## [TASK INSTRUCTIONS]
Show every line of the entries below that contains the word "chair".

## [THE DATA]
=-=-=-=-=

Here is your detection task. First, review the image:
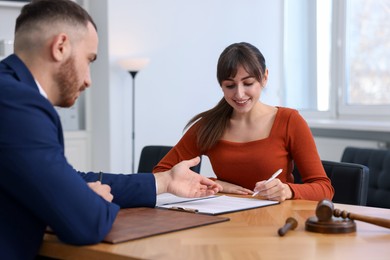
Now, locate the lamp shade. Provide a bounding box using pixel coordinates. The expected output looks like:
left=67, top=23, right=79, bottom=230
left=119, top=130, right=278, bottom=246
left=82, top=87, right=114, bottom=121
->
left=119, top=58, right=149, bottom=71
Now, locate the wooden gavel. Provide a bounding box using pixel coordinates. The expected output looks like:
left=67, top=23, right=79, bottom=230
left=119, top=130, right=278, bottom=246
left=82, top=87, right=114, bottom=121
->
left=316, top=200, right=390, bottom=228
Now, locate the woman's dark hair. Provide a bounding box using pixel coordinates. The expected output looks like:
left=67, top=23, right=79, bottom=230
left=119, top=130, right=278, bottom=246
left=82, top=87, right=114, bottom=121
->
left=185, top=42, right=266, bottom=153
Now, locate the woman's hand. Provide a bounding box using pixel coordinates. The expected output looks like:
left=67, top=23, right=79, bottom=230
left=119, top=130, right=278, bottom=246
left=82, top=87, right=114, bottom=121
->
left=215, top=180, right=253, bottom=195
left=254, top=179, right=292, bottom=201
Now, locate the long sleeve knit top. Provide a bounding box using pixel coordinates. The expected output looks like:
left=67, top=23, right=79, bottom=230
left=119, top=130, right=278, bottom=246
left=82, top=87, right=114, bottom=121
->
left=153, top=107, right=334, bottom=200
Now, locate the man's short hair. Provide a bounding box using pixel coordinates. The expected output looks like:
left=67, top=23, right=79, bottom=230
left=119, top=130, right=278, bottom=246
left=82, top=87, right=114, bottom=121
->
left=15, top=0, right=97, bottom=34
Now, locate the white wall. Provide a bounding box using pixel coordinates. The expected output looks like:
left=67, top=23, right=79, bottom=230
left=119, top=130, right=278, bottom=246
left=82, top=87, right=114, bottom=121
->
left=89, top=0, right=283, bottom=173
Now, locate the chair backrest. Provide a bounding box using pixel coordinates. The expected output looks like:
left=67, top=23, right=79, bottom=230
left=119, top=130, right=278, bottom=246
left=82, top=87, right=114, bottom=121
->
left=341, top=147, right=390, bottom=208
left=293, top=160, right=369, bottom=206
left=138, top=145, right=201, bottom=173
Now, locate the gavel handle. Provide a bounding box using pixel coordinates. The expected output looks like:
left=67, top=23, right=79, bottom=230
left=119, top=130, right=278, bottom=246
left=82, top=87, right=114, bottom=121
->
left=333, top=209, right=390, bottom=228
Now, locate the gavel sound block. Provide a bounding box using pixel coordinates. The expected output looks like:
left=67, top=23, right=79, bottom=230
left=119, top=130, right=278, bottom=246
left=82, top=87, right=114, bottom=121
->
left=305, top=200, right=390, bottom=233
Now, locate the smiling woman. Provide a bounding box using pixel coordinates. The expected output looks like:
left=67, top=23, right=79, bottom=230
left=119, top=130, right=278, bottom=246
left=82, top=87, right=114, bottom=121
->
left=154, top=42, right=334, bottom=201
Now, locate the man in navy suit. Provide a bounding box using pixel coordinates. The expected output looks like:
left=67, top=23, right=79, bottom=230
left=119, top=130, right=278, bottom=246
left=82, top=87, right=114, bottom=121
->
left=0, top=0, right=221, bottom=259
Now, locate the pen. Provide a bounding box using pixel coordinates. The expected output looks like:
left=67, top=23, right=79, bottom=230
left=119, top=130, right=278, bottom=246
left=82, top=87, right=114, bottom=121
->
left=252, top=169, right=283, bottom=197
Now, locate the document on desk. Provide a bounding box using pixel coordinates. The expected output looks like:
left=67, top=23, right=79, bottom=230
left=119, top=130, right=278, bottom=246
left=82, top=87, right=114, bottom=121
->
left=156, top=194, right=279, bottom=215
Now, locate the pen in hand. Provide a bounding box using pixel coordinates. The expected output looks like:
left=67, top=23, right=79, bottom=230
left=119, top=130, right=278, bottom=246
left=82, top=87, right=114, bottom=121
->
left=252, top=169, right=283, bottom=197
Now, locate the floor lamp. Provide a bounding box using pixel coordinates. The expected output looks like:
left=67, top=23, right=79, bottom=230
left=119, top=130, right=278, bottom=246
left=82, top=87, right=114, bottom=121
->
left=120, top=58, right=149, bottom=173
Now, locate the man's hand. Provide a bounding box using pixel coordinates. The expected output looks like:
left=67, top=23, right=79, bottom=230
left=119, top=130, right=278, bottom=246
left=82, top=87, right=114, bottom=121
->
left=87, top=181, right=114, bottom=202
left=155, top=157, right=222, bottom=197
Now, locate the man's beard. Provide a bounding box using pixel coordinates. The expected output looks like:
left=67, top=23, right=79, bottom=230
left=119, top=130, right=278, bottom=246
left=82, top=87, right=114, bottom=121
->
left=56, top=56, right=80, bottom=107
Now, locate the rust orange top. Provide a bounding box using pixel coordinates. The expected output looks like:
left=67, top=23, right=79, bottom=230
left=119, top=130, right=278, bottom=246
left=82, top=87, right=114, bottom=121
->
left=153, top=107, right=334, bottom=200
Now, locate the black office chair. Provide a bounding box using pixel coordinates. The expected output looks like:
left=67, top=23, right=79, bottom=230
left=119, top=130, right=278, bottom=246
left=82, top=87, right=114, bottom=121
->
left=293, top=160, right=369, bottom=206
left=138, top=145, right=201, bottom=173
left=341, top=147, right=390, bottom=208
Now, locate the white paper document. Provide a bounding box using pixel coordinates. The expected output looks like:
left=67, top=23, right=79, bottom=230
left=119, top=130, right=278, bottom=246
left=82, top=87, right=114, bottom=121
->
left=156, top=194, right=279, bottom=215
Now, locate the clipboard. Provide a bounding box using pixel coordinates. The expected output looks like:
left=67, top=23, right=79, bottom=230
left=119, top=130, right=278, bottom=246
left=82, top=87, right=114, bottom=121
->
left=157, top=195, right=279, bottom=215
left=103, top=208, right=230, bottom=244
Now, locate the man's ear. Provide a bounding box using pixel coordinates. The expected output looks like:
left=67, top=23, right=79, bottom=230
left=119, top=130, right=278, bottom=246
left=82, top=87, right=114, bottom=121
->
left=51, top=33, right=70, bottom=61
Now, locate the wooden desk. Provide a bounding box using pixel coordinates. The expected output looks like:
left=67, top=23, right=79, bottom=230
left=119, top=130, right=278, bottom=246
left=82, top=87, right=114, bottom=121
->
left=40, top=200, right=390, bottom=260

=-=-=-=-=

## [ANSWER TO THE EXERCISE]
Now, locate the chair backrest. Provide a bounding box using pixel coordinates. The expected output looks like:
Now, locate the black office chair. Provide a bounding box using pixel coordinates. The expected output looks like:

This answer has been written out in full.